Problems and tasks -
1) In the antenna assembly description, which components make up the system shown in the block diagram? Include each one's reference number.
2) Write the next part of the antenna assembly description, starting after its final sentence.

Excerpt to read -
*****

In the embodiment depicted in FIG. 1A, the upper spindle 124 protrudes from the antenna body top surface 136, coincident with the z-axis of coordinate system 126. The upper spindle 124 engages the radome enclosure 104 while retaining a rotational degree of freedom about the z-axis of coordinate system 126, freeing the antenna body 108 to rotate within the radome enclosure 104. The electric motor 112, driver module 116, and SQEM 122 reside within, and are rigidly attached to radome enclosure 104. The motor driveshaft 120 is rigidly coupled to the antenna body 108 enabling rotation of the antenna body 108 about the z-axis of coordinate system 126 when sufficient motive torque is supplied by the electric motor 112. Note that other physical configurations are possible in different embodiments, including for example, a configuration in which the electric motor 112, driver module 116, and SQEM 122 reside within the antenna body 108. Other embodiments may entail one or two of the electric motor 112, driver module 116, and SQEM 122 residing inside antenna body with the remaining elements residing outside the antenna body 108 and within the radome enclosure 104. Still other embodiments may entail one or more of the electric motor 112, driver module 116, and SQEM 122 residing external from the radome enclosure 104.

FIG. 1B is an isometric view of an exemplar antenna body 108. The antenna body 108 takes the form of a cylinder of truncated circular cross-section with sufficient volume to house electronics associated with antenna assembly 102. Referring to coordinate system 126, the long axis of the antenna body 108 is parallel to the z-axis. The planar truncation runs parallel to the y-z plane of coordinate system 126, which results in a planar rectangular surface that forms the antenna face 128. Antenna 132, depicted as a rectangle, is a directional antenna which resides on antenna face 128. Although antenna 132 is depicted as a rectangle, it may take a number of physical forms; antenna 132 may, for example, comprise a single element antenna or a multi-element antenna array. As will be appreciated by those skilled in the art, the antenna face could be convex, concave or flat.

Note that other physical configurations are possible in different embodiments, including for example, one in which an antenna body is entirely cylindrical and a conformal antenna array resides upon the cylindrical exterior of the antenna body. Still other embodiments may contain more than one planar surface, each with an antenna array residing upon it.

FIG. 2 is a block diagram depiction of the disclosure. In the context of this communications system, the remote station 200 represents the remote end of a wireless communications link, wherein the geographic position and orientation of the remote station 200 is unknown or not precisely known. Examples of the communications system this scheme may apply to include, for example, Wi-Fi and cellular communications systems and any other systems having a remote wireless remote station.

The system illustrated in the block diagram, comprising antenna 132 (FIG. 1B), antenna body 108 (FIG. 1A), electric motor 112 (FIG. 1A), driver module 116 (FIG. 1A), and the SQEM 122 (FIG. 1A), may be either fixed or moving with respect to remote station 200. The remote station 200 can be a base station.

The antenna 132 (FIG. 1B) receives an incoming RF energy input and produces a conducted antenna signal 210 which is sent both to the SQEM 122 (FIG. 1A) and out to external electronics via antenna line feed 212. Upon receiving the conducted antenna signal 210 as an input, the SQEM 122 (FIG. 1A) monitors, evaluates, and records the signal quality. Evaluation of the signal quality may be accomplished via any number of schemes, including, for example, magnitude, code correlation, or some combination thereof. The SQEM 122 may be implemented purely in hardware, as software for instance in a microcontroller, or via some hybrid of the two, as desired.

*****

Rows from a segmentation dataset -
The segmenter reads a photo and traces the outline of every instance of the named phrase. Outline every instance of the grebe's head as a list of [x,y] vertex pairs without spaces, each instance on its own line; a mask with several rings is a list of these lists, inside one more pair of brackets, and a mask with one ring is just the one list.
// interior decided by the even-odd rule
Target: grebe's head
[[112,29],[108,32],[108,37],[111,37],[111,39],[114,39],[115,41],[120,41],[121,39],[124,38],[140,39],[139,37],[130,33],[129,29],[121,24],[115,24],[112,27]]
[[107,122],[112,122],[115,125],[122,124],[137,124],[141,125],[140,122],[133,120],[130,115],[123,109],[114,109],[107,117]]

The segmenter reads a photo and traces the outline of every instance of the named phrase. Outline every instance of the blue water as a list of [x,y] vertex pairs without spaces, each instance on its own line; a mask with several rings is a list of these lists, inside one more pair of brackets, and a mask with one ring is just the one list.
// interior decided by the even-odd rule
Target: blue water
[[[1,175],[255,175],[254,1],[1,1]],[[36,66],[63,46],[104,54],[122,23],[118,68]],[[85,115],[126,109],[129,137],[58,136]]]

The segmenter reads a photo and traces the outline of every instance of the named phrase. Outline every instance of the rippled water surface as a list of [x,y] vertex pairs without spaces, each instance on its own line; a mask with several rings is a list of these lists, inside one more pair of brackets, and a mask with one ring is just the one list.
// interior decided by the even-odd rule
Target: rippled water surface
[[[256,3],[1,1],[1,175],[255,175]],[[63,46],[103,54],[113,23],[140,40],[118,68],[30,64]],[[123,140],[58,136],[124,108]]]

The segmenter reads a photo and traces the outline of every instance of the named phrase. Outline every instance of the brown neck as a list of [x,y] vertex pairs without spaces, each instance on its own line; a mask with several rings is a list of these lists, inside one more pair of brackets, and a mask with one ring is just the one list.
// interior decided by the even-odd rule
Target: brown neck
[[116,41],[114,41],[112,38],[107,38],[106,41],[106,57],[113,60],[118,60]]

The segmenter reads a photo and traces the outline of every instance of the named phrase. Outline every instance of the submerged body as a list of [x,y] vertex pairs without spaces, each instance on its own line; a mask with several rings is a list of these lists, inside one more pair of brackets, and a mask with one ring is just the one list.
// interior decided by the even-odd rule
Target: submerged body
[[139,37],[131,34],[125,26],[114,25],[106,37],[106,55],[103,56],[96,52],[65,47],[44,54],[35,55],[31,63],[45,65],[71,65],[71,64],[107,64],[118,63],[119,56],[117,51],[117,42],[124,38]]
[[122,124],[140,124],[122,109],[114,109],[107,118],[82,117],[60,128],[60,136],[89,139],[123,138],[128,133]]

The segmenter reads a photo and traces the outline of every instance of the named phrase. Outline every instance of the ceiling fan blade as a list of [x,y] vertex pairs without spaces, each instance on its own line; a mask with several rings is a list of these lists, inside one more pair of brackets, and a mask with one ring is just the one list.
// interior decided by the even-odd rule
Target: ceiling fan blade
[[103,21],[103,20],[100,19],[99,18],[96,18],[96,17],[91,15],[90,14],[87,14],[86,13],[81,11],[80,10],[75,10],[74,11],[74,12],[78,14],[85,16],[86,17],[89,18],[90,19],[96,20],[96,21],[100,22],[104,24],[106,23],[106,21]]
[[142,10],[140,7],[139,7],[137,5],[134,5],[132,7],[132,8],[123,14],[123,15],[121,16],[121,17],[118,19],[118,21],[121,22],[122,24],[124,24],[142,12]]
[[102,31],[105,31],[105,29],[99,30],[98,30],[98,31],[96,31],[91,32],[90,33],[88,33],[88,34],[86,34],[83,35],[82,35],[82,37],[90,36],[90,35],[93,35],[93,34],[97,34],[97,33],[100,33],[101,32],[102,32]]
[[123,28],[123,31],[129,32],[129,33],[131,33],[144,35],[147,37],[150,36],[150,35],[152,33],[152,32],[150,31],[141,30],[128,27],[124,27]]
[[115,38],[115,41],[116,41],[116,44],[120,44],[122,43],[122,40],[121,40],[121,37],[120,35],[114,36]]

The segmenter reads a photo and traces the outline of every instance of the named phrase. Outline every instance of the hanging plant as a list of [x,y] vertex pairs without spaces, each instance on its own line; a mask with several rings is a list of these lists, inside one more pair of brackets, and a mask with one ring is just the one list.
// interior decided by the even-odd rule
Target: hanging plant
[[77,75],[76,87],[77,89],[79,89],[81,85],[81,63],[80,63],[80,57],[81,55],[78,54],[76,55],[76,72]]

*****

Responses per task -
1) Antenna 132, antenna body 108, electric motor 112, driver module 116, SQEM 122

2)
If warranted by the results of the evaluation of the quality of the conducted antenna signal 210, the SQEM 122 implements one of a diversity of algorithms to engage driver module 116 to reorient the antenna body 108 to point the antenna 132 towards the remote station 200 according to any of a diversity of signal optimization schemes. Such a feedback loop allows for a diversity of search and signal quality optimization algorithms to converge on the best possible signal for a given placement of the disclosed device.

Driver module 116 may be implemented purely in hardware, as software for instance in a microcontroller, or via some hybrid of the two. Driver module 116 is configurable to receive from the SQEM 122 a driver instruction signal 216 corresponding to a target orientation. The driver module 116 then maps the driver instruction signal onto necessary time-variant driver signals required to drive the orientation of the antenna body 108. The driver module 116 then sends a motor control signal 220 to electric motor 112, which then rotates the antenna body 108 through the appropriate angle to achieve desired alignment of antenna assembly 102. In addition, the driver module 116 sends antenna position data back to the SQEM 122 that allows the SQEM 122 to correlate signal quality information with the angular position of antenna 132. In operation, the antenna 132 can eventually be steered to an optimal orientation with respect to remote station 200 given the position of antenna system 100 (FIG. 1A) with respect to remote station 200.

The system can also dynamically adapt to a changing signal quality and orientation. Note that the maximum speed permissible for the disclosed system to still function is limited by the speed of the system's ability to converge to and lock onto an orientation that keeps the signal quality of the signal above a minimally accepted threshold.

Specific applications of the disclosed system include:

TABLE 1 ANTENNA APPLICATIONS Pointing X where X is at a Y where Y is Radio Radio station TV TV Station Satellite Satellite Marine Radio Naval or Coast Guard Transmitter Wifi Wifi transmitter Cellular Cellular Transmitter Receiving Transmitter Antenna

FIG. 3 is a high-level flow chart illustrating one version of an antenna orientation algorithm 300 by which the orientation of the antenna of disclosed system with respect to that of a remote antenna may be established and maintained during operation. The antenna orientation algorithm 300 comprises two components: an orientation phase 350 and a maintenance phase 360. The orientation phase 350 occurs either following first installation of the antenna system 100 (FIG. 1A) or when antenna signal quality, QA, falls below a threshold signal quality, QT, and cannot be recovered above QT via the steps in the maintenance phase 360. The orientation phase 350 assumes that the position of the remote station, with which antenna system 100 (FIG. 1A) is attempting to communicate, is not precisely known and lies within the angular range, RA, and of rotation of antenna system 100 (FIG. 1A). For example, if antenna system 100 (FIG. 1A) has an RA of 360°, the position of the remote station could lie anywhere inside a complete circle with respect to antenna system 100

(FIG. 1A). As another example, if the angular range, RA, of antenna system 100 (FIG. 1A) is only 90°, the position of the remote station would need to lie in a quarter-circle encompassed by RA.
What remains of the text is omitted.